- [Page text]:

--------------------------------

Except as otherwise provided in the applicable Award Agreement or in another agreement with the Grantee, or as otherwise set forth in writing, upon the occurrence of a Change in Control in which outstanding Options, SARs, Stock Units, Dividend Equivalent Rights, LTIP Units, Restricted Stock, or other Equity-Based Awards are not being assumed or continued:

 

(i) in each case with the exception of any Performance Award, all outstanding Restricted Stock and LTIP Units shall be deemed to have vested, all Stock Units shall be deemed to have vested and the shares of Stock subject thereto shall be delivered, and all Dividend Equivalent Rights shall be deemed to have vested and the shares of Stock subject thereto shall be delivered, immediately prior to the occurrence of such Change in Control, and

 

(ii) either of the following two actions shall be taken:

 

(A) fifteen (15) days prior to the scheduled consummation of a Change in Control, all Options and SARs outstanding hereunder shall become immediately exercisable and shall remain exercisable for a period of fifteen (15) days, or

 

(B) the Compensation Committee may elect, in its sole discretion, to cancel any outstanding Awards of Options, Restricted Stock, Stock Units, and/or SARs and pay or deliver, or cause to be paid or delivered, to the holder thereof an amount in cash or securities having a value (as determined by the Compensation Committee acting in good faith), in the case of Restricted Stock or Stock Units, equal to the formula or fixed price per share paid to holders of shares of Stock and, in the case of Options or SARs, equal to the product of the number of shares of Stock subject to the Option or SAR (the “Award Stock”) multiplied by the amount, if any, by which (I) the formula or fixed price per share paid to holders of shares of Stock pursuant to such transaction exceeds (II) the Option Price or SAR Exercise Price applicable to such Award Stock.

--------------------------------

- [Given exercise 1]: In the change-in-control provision, how many days before the scheduled consummation of a Change in Control do all outstanding Options and SARs become immediately exercisable under option (A)?

--------------------------------

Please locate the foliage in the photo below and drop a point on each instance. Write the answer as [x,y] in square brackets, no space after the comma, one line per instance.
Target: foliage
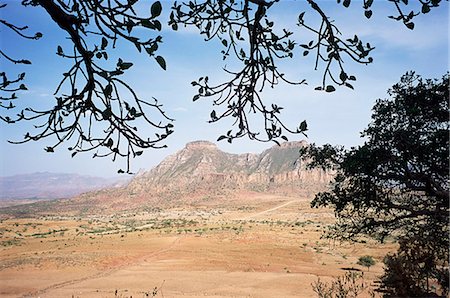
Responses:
[366,261]
[350,285]
[397,182]
[98,110]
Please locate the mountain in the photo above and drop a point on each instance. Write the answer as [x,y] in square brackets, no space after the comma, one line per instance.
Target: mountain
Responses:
[199,172]
[44,185]
[201,168]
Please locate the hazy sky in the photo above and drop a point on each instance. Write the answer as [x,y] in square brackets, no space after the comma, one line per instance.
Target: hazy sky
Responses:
[336,118]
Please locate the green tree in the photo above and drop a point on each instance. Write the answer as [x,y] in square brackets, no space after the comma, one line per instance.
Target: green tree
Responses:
[366,261]
[92,93]
[397,183]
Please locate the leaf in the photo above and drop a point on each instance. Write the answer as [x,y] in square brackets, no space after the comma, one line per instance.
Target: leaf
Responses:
[146,23]
[126,65]
[110,143]
[349,86]
[157,25]
[225,42]
[343,76]
[161,62]
[156,9]
[104,43]
[425,8]
[330,88]
[221,138]
[106,113]
[108,90]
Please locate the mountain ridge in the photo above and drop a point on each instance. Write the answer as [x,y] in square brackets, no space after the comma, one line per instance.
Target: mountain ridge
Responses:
[200,173]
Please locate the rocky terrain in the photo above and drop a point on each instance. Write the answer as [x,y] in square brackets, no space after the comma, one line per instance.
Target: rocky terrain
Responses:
[45,185]
[197,173]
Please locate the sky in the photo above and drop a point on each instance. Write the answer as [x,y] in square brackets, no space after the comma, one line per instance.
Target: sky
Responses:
[335,118]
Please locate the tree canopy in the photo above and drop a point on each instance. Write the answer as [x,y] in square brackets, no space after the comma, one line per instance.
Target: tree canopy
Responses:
[397,183]
[93,94]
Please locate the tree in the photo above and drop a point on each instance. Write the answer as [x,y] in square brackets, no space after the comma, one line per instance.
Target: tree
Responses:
[397,183]
[350,285]
[366,261]
[90,103]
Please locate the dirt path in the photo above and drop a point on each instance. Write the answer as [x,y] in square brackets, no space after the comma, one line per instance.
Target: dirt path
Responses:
[268,210]
[106,272]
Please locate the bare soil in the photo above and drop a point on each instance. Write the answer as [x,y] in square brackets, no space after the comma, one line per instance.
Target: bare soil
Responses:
[252,245]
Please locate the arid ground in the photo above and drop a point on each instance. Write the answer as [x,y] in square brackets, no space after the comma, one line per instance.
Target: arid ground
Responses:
[253,245]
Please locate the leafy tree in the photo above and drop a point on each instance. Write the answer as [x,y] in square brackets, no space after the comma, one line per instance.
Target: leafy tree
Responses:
[98,110]
[416,270]
[366,261]
[397,182]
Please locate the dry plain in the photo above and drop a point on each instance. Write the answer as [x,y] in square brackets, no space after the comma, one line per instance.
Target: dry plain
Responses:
[252,245]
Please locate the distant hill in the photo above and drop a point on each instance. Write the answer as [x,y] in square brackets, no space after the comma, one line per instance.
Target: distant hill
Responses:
[198,172]
[44,185]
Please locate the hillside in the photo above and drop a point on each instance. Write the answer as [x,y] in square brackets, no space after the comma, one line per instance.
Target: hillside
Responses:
[44,185]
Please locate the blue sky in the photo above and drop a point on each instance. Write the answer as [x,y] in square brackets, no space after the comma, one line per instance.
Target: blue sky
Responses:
[336,118]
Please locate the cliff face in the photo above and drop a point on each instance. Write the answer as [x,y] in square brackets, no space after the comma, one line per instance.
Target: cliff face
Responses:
[202,168]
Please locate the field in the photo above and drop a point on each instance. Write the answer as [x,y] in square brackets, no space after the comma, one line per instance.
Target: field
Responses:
[251,246]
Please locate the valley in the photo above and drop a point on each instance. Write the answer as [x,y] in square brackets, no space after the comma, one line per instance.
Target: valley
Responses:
[246,245]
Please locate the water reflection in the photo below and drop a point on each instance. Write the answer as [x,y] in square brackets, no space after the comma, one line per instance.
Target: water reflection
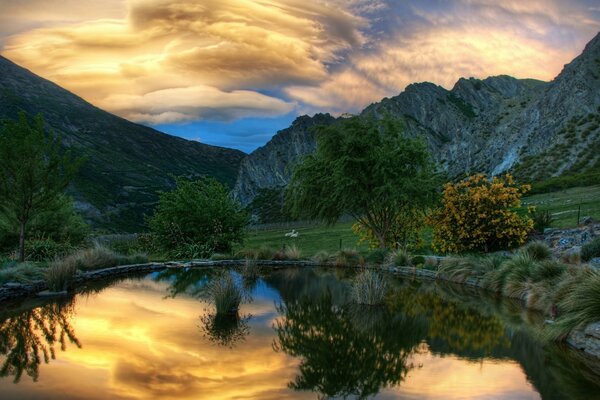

--------------------------------

- [Given exercise 2]: Rewrite the records starting at the line containing "Please locate the hillside" and ending at the end of the records, replacing "drop a point" with "place a marker" and changing nothing else. Leave the pictures out.

- [Written response 1]: Fifteen (15) days.

- [Written response 2]:
Please locate the hillside in the photo above and place a marker on each instance. Write the answer as [x,y] in square brackets, no space after the comma, one line per instance.
Target: hillside
Responses:
[44,185]
Please locate the blue sky in the photo above and place a marker on each instance. Write the answer as [x,y] in square brackets, no space after the comma, one line per instance.
Target: blue sky
Responses:
[336,118]
Please locate the cliff face in the photo above and place a marker on each instance. Write the answer as [x,y] in square brackets, no space after the comma, one line per instance.
Target: cliff face
Responses:
[202,168]
Please locate the field in the photo above and place a marker on each instance. Write the answer as [x,y] in square brackets, no space after the comma, one line per instance.
Target: field
Responses:
[251,246]
Please locate the valley in the photo above and place a marker on each instance. Write the answer as [x,y] in square brackets, no space after the comma, one line per instance.
Target: valley
Responses:
[246,245]
Please locate the water reflection in the photo below and place a marker on each instance. Write the answer as [x,y] in square brackets, no space after the comma, one line per instance.
Target: water reflection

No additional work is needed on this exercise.